SELECTED TEXT:
Are Baby Blues and PPD Two Different Terms?

Do you know the difference between Baby Blues and Postpartum Depression? If not, then you must read this article!

Having a baby is certainly anerve-racking experience, no matter how well you had prepared for it, or how much you adore your little munchkin you will face turmoil each day for sure. New responsibilities, sleeplessness, hormonal changes, pain and lack of time definitely puts all women in an emotional rollercoaster ride. When a new mom always feels at the edge of an emotional outburst, she is going through ‘Baby Blues’.

Lot of people get confused with the two terms – “Baby Blues” and “Postpartum Depression”.  Here’s the thing – around 70 – 80% of new moms go through Baby Blues and only 10 to 20 percent of women suffer from Postpartum Depression, which is the advanced stage of baby blues and lasts longer than few weeks.

Are Baby Blues and PPD Two Different Terms?

What is baby blues?

A normal, short lived emotional state that is comprised of perennial sadness, weepy and cranky, irritated and otherwise moody along with self-loathing, self-doubting, isolation and fatigue. This is triggered by the hormonal changes the body goes through after a human is out of the womb.

But surprisingly we hear very little of it. Why? “Actually it’s a stigma for people admitting to the fact that you are feeling low and saddened”, counters Samantha Meltzer-Brody Associate Professor and Director of the Perinatal Psychiatry Program, UNC Center for Women’s Mood Disorders.

Errr? Have they forgotten that you just popped out a baby? You don’t know why the little one starts crying at 2:30 am? You don’t know why its paining while breastfeeding? You don’t know how to bathe your baby or what are the things necessary for her? Infact, you don’t know nothing!!

“There’s societal pressure to feel happy and blissful, so women don’t talk about [the baby blues]. There’s enormous guilt and shame”, says Meltzer Brody.

So, why baby blue does happen?

During pregnancy, the level of hormones estrogen and progesterone rockets sky high, higher than they will ever be in a woman’s entire life. Did you also know, during pregnancy, the hormones make the brain shrink up to 3 – 4%? So, when the baby is born and the placenta is out, the hormones start to drop rapidly.

(Stored data entries)

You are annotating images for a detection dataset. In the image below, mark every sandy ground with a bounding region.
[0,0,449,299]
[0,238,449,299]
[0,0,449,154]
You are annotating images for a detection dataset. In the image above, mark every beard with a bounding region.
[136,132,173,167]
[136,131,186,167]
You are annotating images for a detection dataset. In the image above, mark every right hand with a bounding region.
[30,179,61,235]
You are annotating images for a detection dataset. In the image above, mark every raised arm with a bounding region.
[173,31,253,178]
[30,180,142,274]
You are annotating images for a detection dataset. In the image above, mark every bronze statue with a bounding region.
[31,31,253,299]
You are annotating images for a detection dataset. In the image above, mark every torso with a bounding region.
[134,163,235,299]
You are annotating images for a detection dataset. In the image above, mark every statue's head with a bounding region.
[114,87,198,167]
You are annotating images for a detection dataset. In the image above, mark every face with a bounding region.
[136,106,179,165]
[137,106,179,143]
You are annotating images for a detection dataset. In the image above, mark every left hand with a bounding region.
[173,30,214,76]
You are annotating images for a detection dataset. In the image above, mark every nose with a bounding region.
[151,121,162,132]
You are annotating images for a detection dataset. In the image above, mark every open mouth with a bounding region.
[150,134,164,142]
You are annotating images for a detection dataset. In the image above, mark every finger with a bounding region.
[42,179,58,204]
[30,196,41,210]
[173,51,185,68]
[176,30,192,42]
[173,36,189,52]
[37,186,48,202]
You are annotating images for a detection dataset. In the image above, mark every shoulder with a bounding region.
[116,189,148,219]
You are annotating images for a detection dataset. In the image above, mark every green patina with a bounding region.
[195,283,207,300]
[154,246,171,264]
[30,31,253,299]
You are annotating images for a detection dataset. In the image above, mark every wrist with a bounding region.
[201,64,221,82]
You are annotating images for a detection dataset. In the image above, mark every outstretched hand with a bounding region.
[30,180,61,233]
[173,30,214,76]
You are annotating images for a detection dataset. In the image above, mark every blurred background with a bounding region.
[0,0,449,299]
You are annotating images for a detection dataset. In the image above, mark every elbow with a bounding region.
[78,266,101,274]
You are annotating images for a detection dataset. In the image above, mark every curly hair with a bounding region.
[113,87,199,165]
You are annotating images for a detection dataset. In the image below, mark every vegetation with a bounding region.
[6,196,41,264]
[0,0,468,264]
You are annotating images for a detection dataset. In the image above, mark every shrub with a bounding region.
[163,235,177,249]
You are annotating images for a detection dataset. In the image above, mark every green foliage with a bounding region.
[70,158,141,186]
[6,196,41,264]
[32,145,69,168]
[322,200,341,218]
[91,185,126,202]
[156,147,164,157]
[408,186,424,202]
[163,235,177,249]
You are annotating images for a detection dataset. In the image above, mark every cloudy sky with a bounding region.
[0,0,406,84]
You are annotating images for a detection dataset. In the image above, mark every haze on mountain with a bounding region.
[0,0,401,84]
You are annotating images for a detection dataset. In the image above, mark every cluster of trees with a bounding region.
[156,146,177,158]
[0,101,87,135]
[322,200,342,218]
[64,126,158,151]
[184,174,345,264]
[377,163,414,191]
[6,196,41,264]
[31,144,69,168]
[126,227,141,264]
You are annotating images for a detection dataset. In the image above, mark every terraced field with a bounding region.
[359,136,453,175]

TASK DIRECTIONS: Continue the article on baby blues and postpartum depression, starting right after its last sentence. The listing has nothing to do with the article on baby blues and postpartum depression.

TASK OUTPUT:
This neurobiological process causes Baby Blues.

Baby Blues are most common in first moms, who have just faced a phase that’s enormous and exhausting

If this is Baby Blue, What is Postpartum Depression?

Postpartum Depression is a mental condition that stays longer than baby blues. Unlike baby blues, PPD is a serious issue and one shouldn’t ignore it. Sometimes it is not easy to distinguish both.

Postpartum Depression at its onset seems similar to baby blues. Both, in fact share the same symptoms – mood swings, insomnia, sadness, no anger management etc.

“The Major Difference – Symptoms are severe and long lasting in PPD, so much so that women actually get suicidal thoughts or become unable to take care of the baby.

The Red Flags or Signs of Postpartum Depression are;

  • When you withdraw yourself from your partner; you start avoiding him
  • When you don’t feel like bonding or are unable to bond with your infant
  • You may have uncontrollable mood swings such as over anxiety, anger or tears
  • These thoughts would prevent you from sleeping, even when the baby is asleep
  • You will not feel like eating or have very less appetite
  • You will feel yourself worthless; you will feel guilty and begin to develop unpleasant thoughts such as death
  • You will even wish that you were not alive

What are the Risk Factors for Postpartum Depression?

  • Several factors can influence PPD. One of the most significant ones is an account of the disorder in your previous pregnancy, which can increase the chances of getting it back by 30% to 50%.
  • A history of depression that’s not related to pregnancy can trigger PPD.
  • Genes and family heredity with mood disorders could also be one of the stimuli of PPD.
  • Lack of emotional support from husband or family, an abusive marriage, financial crisis or child out of wedlock are some of the other potential risk factors for Postpartum Depression.
  • Risks continue to accelerate in women who discontinue medications midway.

Postpartum Psychosis

Another condition, postpartum psychosis is rare, yet extremely serious, which can develop suddenly within first two weeks after the baby is born. It is characterised by loss in touch with the reality such a hallucinations, delusions, suicidal thoughts, confusion and strange behaviour. It prompts suicide and infanticide. Doctors recommend immediate hospitalization to prevent serious injury to both mother and child.